Lines from the beginning of the entries up to and including the one with "column 116, row 1" must be duplicated word for word; leave out all others.
*** Records for the exercise Section Begins ***
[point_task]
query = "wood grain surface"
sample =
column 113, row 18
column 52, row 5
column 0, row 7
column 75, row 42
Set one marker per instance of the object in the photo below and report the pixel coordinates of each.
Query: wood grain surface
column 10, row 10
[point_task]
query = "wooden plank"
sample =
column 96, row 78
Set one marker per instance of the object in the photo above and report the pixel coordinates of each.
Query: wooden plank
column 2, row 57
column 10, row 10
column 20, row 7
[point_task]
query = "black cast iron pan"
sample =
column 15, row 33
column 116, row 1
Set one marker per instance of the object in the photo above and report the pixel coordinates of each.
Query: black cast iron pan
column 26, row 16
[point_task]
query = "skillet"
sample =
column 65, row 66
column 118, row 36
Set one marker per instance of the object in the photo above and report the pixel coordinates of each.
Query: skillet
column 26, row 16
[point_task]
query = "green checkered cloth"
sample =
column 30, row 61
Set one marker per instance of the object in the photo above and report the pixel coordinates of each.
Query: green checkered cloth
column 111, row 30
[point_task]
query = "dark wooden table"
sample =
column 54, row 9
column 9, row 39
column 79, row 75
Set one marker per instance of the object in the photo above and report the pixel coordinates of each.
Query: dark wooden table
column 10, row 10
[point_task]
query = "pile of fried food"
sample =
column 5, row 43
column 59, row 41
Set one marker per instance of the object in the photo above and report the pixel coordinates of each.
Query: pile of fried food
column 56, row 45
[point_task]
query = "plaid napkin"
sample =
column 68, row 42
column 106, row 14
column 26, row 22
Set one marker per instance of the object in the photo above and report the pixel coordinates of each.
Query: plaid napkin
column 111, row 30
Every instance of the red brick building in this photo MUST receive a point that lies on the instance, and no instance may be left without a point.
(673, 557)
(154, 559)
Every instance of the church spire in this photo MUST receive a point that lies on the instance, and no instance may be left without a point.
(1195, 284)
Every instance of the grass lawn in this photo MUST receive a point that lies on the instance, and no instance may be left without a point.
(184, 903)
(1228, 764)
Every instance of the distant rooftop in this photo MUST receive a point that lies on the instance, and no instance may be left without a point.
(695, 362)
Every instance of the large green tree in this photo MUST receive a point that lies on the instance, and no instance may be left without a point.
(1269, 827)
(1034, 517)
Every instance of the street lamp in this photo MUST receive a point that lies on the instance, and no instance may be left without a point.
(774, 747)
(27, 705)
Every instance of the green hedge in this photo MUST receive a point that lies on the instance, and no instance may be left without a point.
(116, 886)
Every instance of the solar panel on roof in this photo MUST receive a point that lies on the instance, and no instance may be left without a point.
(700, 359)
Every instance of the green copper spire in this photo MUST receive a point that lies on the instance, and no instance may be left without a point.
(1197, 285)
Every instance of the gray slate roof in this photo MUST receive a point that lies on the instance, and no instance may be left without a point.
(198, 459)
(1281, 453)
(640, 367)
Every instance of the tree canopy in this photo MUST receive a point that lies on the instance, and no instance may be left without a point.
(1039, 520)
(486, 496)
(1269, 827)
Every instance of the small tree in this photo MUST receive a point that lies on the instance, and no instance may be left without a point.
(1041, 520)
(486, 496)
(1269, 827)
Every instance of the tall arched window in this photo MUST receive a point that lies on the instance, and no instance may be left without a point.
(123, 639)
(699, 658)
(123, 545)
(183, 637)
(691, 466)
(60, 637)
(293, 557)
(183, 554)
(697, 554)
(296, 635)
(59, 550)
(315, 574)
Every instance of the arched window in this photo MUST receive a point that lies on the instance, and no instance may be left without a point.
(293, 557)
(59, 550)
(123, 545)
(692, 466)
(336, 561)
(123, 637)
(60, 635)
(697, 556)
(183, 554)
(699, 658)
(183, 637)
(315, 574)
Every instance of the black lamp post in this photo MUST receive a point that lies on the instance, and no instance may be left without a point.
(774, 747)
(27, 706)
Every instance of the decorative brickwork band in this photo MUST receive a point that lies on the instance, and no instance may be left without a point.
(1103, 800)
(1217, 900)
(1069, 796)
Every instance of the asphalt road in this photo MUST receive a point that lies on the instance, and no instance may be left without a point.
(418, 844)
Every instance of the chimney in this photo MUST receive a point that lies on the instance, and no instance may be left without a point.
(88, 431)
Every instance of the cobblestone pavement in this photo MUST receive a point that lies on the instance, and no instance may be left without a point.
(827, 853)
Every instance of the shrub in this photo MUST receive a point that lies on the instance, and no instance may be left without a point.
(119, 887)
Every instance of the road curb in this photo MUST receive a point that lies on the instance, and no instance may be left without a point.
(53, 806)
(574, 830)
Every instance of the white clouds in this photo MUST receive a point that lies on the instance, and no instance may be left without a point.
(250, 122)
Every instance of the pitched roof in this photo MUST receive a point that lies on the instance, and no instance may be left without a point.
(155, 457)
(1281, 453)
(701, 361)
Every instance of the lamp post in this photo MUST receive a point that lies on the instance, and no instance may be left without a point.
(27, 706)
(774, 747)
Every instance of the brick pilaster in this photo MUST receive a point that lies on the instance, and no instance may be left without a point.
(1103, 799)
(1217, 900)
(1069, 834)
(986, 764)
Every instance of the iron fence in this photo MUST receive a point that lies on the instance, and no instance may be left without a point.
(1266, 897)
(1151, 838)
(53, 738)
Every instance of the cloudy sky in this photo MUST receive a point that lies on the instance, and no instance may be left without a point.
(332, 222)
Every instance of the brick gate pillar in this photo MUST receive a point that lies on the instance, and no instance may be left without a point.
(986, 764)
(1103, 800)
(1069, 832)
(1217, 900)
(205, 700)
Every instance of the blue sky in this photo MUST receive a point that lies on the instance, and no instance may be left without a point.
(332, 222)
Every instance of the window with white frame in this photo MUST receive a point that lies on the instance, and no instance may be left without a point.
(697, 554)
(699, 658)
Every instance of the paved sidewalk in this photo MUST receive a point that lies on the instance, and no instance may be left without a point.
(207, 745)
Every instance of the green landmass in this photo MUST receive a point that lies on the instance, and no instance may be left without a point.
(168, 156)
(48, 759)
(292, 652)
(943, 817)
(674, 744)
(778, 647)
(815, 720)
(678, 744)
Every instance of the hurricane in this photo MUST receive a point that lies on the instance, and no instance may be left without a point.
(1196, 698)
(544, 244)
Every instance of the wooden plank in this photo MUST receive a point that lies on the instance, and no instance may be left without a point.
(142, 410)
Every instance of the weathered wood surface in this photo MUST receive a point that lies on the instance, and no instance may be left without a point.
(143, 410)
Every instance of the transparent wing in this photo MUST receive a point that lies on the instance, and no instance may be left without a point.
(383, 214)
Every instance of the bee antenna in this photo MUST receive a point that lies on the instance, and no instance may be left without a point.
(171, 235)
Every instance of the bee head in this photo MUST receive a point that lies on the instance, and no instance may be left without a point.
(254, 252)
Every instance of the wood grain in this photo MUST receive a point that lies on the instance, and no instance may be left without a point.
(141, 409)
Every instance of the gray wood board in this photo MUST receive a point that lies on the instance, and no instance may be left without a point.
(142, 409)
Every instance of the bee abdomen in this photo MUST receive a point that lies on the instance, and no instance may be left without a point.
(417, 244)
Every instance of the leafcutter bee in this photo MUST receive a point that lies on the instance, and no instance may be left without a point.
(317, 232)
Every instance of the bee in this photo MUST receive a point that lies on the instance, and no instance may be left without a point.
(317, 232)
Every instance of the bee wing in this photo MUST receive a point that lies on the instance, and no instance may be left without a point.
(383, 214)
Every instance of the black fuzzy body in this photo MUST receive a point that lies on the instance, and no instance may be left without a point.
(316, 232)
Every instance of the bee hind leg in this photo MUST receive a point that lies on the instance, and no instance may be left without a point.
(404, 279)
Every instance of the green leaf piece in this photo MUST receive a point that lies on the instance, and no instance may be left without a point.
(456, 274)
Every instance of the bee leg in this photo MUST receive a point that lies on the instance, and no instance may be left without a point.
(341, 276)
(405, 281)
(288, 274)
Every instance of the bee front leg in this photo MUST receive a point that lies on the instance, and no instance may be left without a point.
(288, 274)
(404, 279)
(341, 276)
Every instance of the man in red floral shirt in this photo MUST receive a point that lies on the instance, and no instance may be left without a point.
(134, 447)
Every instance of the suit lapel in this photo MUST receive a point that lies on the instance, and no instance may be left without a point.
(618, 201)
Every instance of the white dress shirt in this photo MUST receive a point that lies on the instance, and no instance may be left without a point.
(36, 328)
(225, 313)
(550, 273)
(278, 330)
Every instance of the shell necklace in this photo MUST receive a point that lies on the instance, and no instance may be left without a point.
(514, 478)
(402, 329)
*** Records for the exercise Section Ends ***
Exercise solution
[point_task]
query = "wood grain surface"
sample =
column 113, row 18
column 52, row 5
column 0, row 7
column 75, row 42
Set one marker per instance of the object in the photo below and report the pixel coordinates of each.
Query: wood grain surface
column 10, row 10
[point_task]
query = "wooden plank"
sample =
column 96, row 78
Set one marker per instance of the object in the photo above and report the pixel coordinates of each.
Query: wooden plank
column 2, row 57
column 10, row 10
column 20, row 7
[point_task]
query = "black cast iron pan"
sample =
column 15, row 33
column 116, row 1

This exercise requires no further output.